┌─ Data

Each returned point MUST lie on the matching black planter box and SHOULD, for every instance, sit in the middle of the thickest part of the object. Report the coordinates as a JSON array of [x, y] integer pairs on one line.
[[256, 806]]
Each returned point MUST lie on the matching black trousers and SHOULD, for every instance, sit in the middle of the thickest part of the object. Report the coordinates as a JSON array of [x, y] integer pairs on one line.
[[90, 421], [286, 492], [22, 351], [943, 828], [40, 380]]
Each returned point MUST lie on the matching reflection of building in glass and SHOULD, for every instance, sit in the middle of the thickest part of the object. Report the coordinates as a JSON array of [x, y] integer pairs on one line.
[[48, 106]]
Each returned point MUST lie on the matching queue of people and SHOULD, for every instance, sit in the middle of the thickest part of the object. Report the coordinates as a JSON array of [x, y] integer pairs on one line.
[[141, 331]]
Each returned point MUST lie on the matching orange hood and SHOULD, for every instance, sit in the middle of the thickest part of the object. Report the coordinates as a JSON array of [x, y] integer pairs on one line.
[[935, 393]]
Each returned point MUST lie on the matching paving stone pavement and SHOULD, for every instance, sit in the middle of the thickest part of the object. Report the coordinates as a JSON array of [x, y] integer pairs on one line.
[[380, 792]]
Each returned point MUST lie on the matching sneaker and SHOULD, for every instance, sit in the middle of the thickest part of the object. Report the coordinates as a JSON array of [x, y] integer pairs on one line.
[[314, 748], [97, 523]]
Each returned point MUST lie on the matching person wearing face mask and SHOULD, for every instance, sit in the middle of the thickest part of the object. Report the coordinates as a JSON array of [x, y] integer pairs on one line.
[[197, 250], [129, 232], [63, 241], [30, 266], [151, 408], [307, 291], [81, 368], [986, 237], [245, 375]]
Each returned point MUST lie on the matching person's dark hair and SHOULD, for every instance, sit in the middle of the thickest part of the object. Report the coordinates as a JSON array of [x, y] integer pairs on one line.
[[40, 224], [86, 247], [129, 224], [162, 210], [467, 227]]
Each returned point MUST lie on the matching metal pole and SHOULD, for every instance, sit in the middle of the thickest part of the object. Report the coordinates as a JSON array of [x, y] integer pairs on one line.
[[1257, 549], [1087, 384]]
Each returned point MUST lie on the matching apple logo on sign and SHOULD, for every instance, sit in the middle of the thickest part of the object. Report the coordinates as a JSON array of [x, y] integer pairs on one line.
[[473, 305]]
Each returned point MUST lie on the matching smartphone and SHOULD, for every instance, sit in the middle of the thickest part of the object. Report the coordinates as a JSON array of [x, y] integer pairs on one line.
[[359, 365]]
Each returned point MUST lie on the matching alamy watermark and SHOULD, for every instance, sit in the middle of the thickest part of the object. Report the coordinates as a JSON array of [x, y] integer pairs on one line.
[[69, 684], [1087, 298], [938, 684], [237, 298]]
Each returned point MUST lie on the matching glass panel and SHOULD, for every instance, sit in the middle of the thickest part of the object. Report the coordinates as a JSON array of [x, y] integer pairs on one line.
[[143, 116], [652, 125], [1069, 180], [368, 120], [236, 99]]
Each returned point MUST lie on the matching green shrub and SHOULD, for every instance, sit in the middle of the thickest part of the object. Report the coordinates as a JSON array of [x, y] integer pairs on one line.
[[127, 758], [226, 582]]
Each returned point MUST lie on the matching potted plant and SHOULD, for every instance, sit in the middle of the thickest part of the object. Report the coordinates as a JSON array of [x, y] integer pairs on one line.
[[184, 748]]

└─

What is asked >> Please rewrite all of the records above, substituting "widest" for "thickest" wherever it occurs and leaving everything else unchanged.

Problem solution >>
Each returned point MUST lie on the matching black planter box and SHOULD, for every instance, sit in the middle of the widest part of the object. Report the coordinates as a JSON array of [x, y] integer pairs on one line.
[[256, 806]]
Each returned point MUST lie on the matching black trousers and SHOULD, for every instance, sit in the middle of the widest part of the object. Report the coordinates as a JSON array of [x, y] integer pairs on one line.
[[90, 421], [286, 492], [22, 351], [943, 828], [40, 380]]
Each returned point MUST lie on the matching reflection of building in glass and SHOULD, for every instance, sit in the middle of the widest part of the object. Report the coordinates as a JSON array of [x, y] integer pairs on one line.
[[48, 106]]
Each returned point MUST lie on the matching queue of people and SHOULD, for every instance, sit in the middle of the widest part of the object. Report the coordinates as a JSON array of [x, y] integer pairs on one line.
[[141, 331]]
Each returned point MUST lie on the matching orange hood and SHOULD, for every instance, sit in the middle of the widest part of the object. Report the coordinates as a JSON array of [x, y] integer pairs on one line.
[[935, 393]]
Each returned point MUST lie on the matching paving stone pavement and SHOULD, for every instance, sit in the middle of the widest part of the object. Report the coordinates as a JSON array of [x, y] integer pairs on one line.
[[380, 792]]
Each returned point MUST lie on the matching sneaker and SHOULD, for every instance, sit in the middle of the widest part of the object. Report the coordinates as a JSON array of [x, y] integer pairs on one line.
[[314, 748], [97, 523]]
Each returned point MUST lie on the matching person wearing face mask and SHOULD, for every instance, sit in the middle of the widest part of the object. Report the coordinates as a JSON array of [x, y] integer pairs on one line.
[[197, 250], [129, 232], [63, 241], [30, 266], [151, 408], [307, 291], [81, 368], [986, 237], [245, 375]]
Each returned point MUST lie on the matching person's dark hair and SHOULD, for every instance, sit in the middle of the widest part of the object. Report the coordinates as a JSON array of [x, y] integer pairs on one line.
[[40, 224], [86, 247], [129, 224], [162, 210], [467, 227]]
Each returned point MUST lie on the matching metal pole and SHOULD, for every instance, sit in the middle of the widest part of the object. Report the coordinates as a JSON array of [x, y] integer pairs on one line.
[[1257, 549], [1087, 384]]
Each returned point MUST lie on the matching apple logo on sign and SHOULD, for every instance, sit in the middle of the widest part of the object. Report the coordinates as a JSON array of [x, y] integer pairs on one line.
[[473, 305]]
Each returned point MUST lie on the matching smartphone and SHOULD, for every instance, sit in the middle of the widest part of the object. Report the coordinates as a JSON array of [x, y] integer pairs on one line.
[[359, 365]]
Each returned point MUST lie on the matching alamy watermark and SHOULD, for every instance, sit in the middle of the widest part of the object. Report the coordinates as a JSON array of [x, y] integer pairs on one line.
[[69, 684], [1087, 298], [938, 684], [237, 298]]
Each returned point MUST lie on the matching glass panel and SHOULD, for every instance, sit in the middle of the widest part of the object. Report the coordinates as a JSON array of [x, y] integer pairs on one line.
[[143, 116], [652, 125], [1069, 180], [368, 120], [236, 99]]
Each returned point MUST lie on the matching green shrub and SHOULD, for every instance, sit in the middle of the widest part of the object. Report the coordinates as a JSON array of [x, y] integer pairs on one line.
[[127, 758], [226, 582]]
Each returned point MUST lie on the matching potted plant and SHOULD, for every instance, sit in the middle of the widest part of the object. Report the coordinates as a JSON array of [x, y] integer pairs on one line.
[[184, 748]]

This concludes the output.